Systematic classification of PIDs, Methods

Methods

The systematic classification method applies advanced computational tools for clustering and network analysis. Altogether six methods were used to group PIDs based on characteristics that they share. Three of the methods were for clustering and three for network community analysis.

Data for PIDs was collected from the ImmunoDeficiency Resource (IDR), IDdiagnostics, IDbases, and literature. For each disease, all signs, symptoms and laboratory values mentioned in the literature were collected. Altogether 87 informative parameters were used with an equal weight in the analysis.

Cluster and network analyses were performed in the R statistical environment. Three different variations of K-means clustering were used to analyze the dataset. The Clustering Large Applications (clara) method computes a list representing the clustering of the data into k clusters. Partitioning Around Medoids (pam) partitions (clusters) the data into k clusters around medoids, which are representative objects of a dataset from which the distances to the other points in the cluster are computed. The Fuzzy Analysis Clustering (fanny) method computes a partition grouping of the data into k clusters.

- _Directions_
• a. From the section on classifying PIDs, list every source the PID data was collected from.
• b. According to the section on classifying PIDs, how many informative parameters were used in the analysis?

- _Stored records_
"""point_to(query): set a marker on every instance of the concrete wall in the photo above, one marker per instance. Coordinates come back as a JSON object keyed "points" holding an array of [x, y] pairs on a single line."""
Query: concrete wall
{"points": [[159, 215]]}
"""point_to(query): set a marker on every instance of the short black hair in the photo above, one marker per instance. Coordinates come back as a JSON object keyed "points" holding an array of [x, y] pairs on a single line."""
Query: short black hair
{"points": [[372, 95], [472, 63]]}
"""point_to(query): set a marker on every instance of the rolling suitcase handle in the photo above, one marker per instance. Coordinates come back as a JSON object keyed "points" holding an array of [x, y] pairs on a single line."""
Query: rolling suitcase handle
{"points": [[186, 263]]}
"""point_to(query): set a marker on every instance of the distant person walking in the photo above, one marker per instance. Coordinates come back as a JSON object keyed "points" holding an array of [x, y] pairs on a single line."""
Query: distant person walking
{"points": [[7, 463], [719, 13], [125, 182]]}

- _Answer set_
• a. ImmunoDeficiency Resource (IDR), IDdiagnostics, IDbases, and literature

• b. 87, each with equal weight